# Supplied text:
— begin —

Gillespie qualified as a solicitor in 1899, but he had a strong interest in zoology and devoted his spare time to his dream of establishing a zoological park in Scotland. The cold climate presented an obstacle, but Gillespie was encouraged by the work of pioneering zoologists like Carl Hagenbeck and in 1909 he founded what was to become the Royal Zoological Society of Scotland. He carefully selected a site in central Edinburgh which would provide both favourable conditions for the animals and easy access for visitors, and with the help of Edinburgh City Council the site was purchased in 1913. Gillespie's efforts came to fruition with the opening on 22 July 1913 of the Scottish National Zoological Park—now known simply as Edinburgh Zoo. He served as director of the zoo from 1913 to 1950 and as secretary to the zoological society.

In 1933 he was elected a Fellow of the Royal Society of Edinburgh. His proposers were James Hartley Ashworth, Sir Thomas Barnby Whitson, Orlando Charnock Bradley and Sir Thomas Hudson Beare.

=== Broadcaster ===
Gillespie was well known on the Scottish Children's Hour radio programme as 'the Zoo Man' who gave talks about the animals in Edinburgh Zoo and who answered nature questions in a panel programme produced by Kathleen Garscadden. His contributions to these Children's Hour programmes began in 1926 when they were broadcast by the Edinburgh and Glasgow stations of the BBC. He was, in those early years, probably not billed as 'the Zoo Man' of the BBC - that title, for English stations at least, was given to David Seth-Smith who broadcast on Children's Hour and published books as 'Zoo Man of the BBC' in the 1930s. Gillespie's early books did not include the Zoo man nickname. However Gillespie was, by the late 1950s, being described as the 'Zoo man of the Scottish BBC' and he published books under that name from 1960 onwards. His early radio talks were published in a series of 'Zoo Tales' books which are listed below. He appears in a group photograph with Garscadden, the 'Bird Man of the BBC' (James Douglas-Home), and the 'Hut Man of the BBC' (Gilbert D. Fisher).

— end —

# Problem to solve:
Write the next part of the passage about Edinburgh Zoo's founder, picking up after its last sentence.

# Records shown:
— begin —

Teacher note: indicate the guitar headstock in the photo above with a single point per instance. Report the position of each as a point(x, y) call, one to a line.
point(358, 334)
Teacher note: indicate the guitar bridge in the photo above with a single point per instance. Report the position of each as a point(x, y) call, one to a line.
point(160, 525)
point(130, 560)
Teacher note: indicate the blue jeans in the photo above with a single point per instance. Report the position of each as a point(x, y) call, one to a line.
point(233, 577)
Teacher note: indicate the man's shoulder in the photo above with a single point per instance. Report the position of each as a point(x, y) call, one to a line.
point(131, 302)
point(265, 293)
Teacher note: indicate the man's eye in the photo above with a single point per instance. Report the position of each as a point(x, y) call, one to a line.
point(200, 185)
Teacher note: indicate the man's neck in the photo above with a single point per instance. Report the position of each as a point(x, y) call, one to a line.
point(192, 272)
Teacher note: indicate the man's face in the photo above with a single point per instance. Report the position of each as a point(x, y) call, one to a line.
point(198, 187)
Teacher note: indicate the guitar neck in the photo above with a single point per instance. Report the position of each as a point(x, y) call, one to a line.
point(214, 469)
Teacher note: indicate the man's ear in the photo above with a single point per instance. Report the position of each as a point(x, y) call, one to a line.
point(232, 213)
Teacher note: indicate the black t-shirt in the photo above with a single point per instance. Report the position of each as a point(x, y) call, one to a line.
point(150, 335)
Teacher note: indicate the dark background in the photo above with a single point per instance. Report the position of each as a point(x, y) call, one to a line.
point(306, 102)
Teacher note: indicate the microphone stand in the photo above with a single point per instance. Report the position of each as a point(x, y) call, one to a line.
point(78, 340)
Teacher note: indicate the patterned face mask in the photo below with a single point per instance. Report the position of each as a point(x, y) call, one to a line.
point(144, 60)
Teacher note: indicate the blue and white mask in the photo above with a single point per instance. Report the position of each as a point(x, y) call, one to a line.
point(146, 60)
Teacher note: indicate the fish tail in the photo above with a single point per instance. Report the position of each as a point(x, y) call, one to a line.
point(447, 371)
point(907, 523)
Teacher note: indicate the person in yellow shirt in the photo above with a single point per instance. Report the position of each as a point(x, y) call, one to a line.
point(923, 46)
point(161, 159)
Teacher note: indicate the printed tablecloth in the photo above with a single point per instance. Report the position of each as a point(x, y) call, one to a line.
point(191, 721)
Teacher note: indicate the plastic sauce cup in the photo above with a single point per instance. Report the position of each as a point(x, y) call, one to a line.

— end —

# Result of this task:
== Professional Appointments ==
- Fellow of the Royal Society of Edinburgh.
- Fellow of the Zoological Society of London.
- Member of the British Ornithologists' Union.
- Hon. Member of Zoological Society of Ireland.
- Corr. Member of the New York Zoological Society.
- Hon. Vice President of Edinburgh Scientific Film Society.

== Publications ==
=== Books ===
- Zoo Ways and Whys. With a foreword by Professor Sir J. Arthur Thomson. Illustrated with photographs by M.E. Gillespie. London: Herbert Jenkins, 1930.
- More Zoo Ways. With photographs by M.E. Gillespie. London: Herbert Jenkins, 1931.
- A Book of King Penguins. With 60 illustrations from photographs by M. E. Gillespie. London: Herbert Jenkins, 1932.
- Is It Cruel? A Study of the Condition of Captive and Performing Animals. With illustrations. London: Herbert Jenkins, 1934.
- Popular Official Guide to the Scottish Zoological Park. With plan of the Park and illustrations, etc. Edinburgh: Royal Zoological Society of Scotland, 1934.
- Zoo Tales. Illustrated by William Walls. Edinburgh & London: Oliver & Boyd, 1936
- The Way of a Serpent. A popular account of the habits of snakes. With illustrations. London: Herbert Jenkins, 1937.
- Animal Stories. Illustrated by Joan Sharp. Glasgow: Collins, 1938.
- The Scottish National Zoological Park. Cheltenham: J. Burrow & Co. [1938].
- Zoo-Man Tales. Illustrated by Len Fullerton. New York: Taplinger Pub. Co., 1960.
- Zoo-Man Again. Illustrated by Len Fullerton. New York: Taplinger Pub. Co., 1961.
- More Zoo Tales. Illustrated by Ralph Thompson. Edinburgh & London: Oliver & Boyd, 1962
- The Story of the Edinburgh Zoo. The Royal Zoological Society of Scotland and the Scottish National Zoological Park. An account of their origin and progress. [With plates.] Slains, Aberdeenshire: Michael Slains Publishers, 1964.
- Our Friends the Spiders. Illustrated by David Pratt. Edinburgh: Oliver & Boyd: Edinburgh, 1965.

=== Scots Magazine Articles ===
- "A Wolf Colony in Edinburgh", Vol. XIX, no. 3, June 1933, pp. 212–215.
- "Springtime at the Zoo", Vol. XXIII, no. 3, June 1935, pp. 176–180.
- "The Zoo in War-Time", Vol. XXXIV, no. 3, Dec. 1940, pp. 197–202.
- "Do You Know? A Nature Quiz", Vol. LVII, No. 1, April 1952, p. 1, (Answers on p. 71).